The most interesting thing about the Bourne Legacy is that it opens up the CIA super spy umbrella proving just how big the operation is and how small Jason Bourne is in comparison. That comes courtesy of Bourne’s penman Tony Gilroy who took up both co-screenwriting and directorial duties this time round. The purpose of this, of course, is to open up the franchise so that it has legs. Legacy proves that some agents, like Cross, may have escaped while the CIA kept a few special programs lethally active.
After securing some action roles in Mission: Impossible – Ghost Protocol and Avengers (Assemble) Jeremy Renner has proven he has what it takes to be a government spy. What is immediately recognisable about Renner is that he has heart, charm and actually doesn’t mind smiling – unlike Matt Damon’s Jason Bourne who really had a dead pan expression through out his three films. Renner performs well in the action sequences as well as the heavy dialogue scenes where he speaks to the other Outcome agent and is genuinely intrigued in meeting his counterpart. His curiosity wants to know more simultaneously inviting the audience to join him.
The same goes for Rachel Weisz who provides a nice balance of a damsel in distress, the gullible scientist who was in the program for the sake of science and having her own moment of action too. Weisz’s seems to play the role without any enjoyment however, almost finding the role too easy without being challenged. The same goes for Edward Norton who brought very little energy into his role as mass-murderer-with-a-pen. Norton’s role is actually quite significant and should’ve played it enigmatically like he did as Steve Frazelli from The Italian Job – instead it seems a little joyless like Bruce Banner in The Incredible Hulk.
A similar problem stems across a number of other areas into the movie. While the concept, actors and general plot seemed rather evocative and compelling it just falls short of being spectacular. The ingredients were certainly there to make a fine reboot/sequel and compliments must be made to how Gilroy chose to shoot the film however it’s main flaw is its pace. There is, unfortunately, too much talking and decision making with not enough action and suspense to keep us invested in these characters.
★ ★ ★ ★ ★ ★ ★
REQUIRED WORK »
#1 Decide whether each statement agrees with the Bourne Legacy review: (a) Tony Gilroy both co-wrote and directed the film. (b) The review describes Renner as unwilling to smile. (c) The review calls pace the film's main flaw. Answer yes or no for each, quoting the deciding words.
#2 Edit the Bourne Legacy review by rewriting the part from "A similar problem" to "in these characters.", with "spectacular" replaced by "remarkable".
The listing after this point is separate material with no connection to the Bourne Legacy review.

Dataset listing of object locations »
★ ★ ★ ★ ★ ★ ★
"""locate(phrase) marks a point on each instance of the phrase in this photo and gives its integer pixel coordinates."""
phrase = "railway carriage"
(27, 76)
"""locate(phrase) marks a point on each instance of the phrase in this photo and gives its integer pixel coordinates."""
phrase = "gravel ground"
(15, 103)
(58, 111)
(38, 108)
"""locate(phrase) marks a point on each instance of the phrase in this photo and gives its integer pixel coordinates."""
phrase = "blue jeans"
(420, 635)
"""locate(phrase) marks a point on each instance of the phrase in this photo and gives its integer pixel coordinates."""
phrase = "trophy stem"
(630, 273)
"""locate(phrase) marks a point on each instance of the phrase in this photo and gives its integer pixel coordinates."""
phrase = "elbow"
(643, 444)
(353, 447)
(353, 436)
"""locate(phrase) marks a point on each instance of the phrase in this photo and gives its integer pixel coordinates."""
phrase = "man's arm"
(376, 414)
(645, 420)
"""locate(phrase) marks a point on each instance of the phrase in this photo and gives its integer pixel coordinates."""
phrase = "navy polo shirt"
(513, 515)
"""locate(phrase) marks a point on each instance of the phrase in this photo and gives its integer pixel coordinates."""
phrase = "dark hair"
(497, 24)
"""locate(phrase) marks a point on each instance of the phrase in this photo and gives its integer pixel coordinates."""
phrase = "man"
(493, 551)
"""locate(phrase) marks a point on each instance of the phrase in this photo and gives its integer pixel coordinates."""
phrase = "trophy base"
★ ★ ★ ★ ★ ★ ★
RESULTS OF THE EXERCISE »
#1
(a) Yes: "took up both co-screenwriting and directorial duties this time round"
(b) No: "actually doesn’t mind smiling"
(c) Yes: "it’s main flaw is its pace"

#2
A similar problem stems across a number of other areas into the movie. While the concept, actors and general plot seemed rather evocative and compelling it just falls short of being remarkable. The ingredients were certainly there to make a fine reboot/sequel and compliments must be made to how Gilroy chose to shoot the film however it’s main flaw is its pace. There is, unfortunately, too much talking and decision making with not enough action and suspense to keep us invested in these characters.